• [WHAT IS ASKED] Shift every bounding-box coordinate in the answers by adding 131, and write out again everything from the line containing "Double-check task: an earlier pass labeled this image for snowy" down to the line containing "[0,44,200,150]", including the request. Reproduce only those lines.

• [SUPPLIED INFORMATION]
+++
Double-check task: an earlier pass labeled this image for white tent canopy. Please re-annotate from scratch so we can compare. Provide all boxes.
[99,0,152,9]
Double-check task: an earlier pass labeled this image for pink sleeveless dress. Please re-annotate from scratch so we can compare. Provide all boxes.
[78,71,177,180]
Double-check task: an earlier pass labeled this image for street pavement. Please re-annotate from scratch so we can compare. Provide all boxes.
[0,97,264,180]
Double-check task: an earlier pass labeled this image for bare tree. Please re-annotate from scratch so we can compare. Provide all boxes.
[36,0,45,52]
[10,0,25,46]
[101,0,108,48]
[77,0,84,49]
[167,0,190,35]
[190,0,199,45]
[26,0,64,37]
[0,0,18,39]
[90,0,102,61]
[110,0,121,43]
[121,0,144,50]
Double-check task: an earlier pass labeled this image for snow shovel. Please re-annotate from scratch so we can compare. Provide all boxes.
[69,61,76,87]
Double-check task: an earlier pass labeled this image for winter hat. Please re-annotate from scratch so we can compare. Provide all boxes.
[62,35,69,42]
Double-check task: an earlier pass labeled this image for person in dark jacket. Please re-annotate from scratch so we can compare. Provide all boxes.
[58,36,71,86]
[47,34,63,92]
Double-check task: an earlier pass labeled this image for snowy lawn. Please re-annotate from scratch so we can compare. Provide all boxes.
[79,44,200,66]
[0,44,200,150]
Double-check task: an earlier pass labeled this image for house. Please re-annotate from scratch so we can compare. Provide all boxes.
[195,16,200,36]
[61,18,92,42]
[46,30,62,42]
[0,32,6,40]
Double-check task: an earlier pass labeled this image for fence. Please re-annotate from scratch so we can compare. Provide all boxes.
+++
• [ANSWER TO THIS EXERCISE]
Double-check task: an earlier pass labeled this image for snowy lawn. Please re-annotate from scratch so we can compare. Provide all boxes.
[210,175,331,197]
[131,175,331,281]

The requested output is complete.